(Named object pointing entries)
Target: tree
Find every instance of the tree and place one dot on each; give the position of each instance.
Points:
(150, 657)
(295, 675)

* [WRITTEN INSTRUCTION] Retype the rows above word for word, without any changes.

* [WRITTEN RESPONSE]
Target: tree
Find every instance of the tree and place one dot on each; give the position of each instance.
Points:
(150, 657)
(295, 675)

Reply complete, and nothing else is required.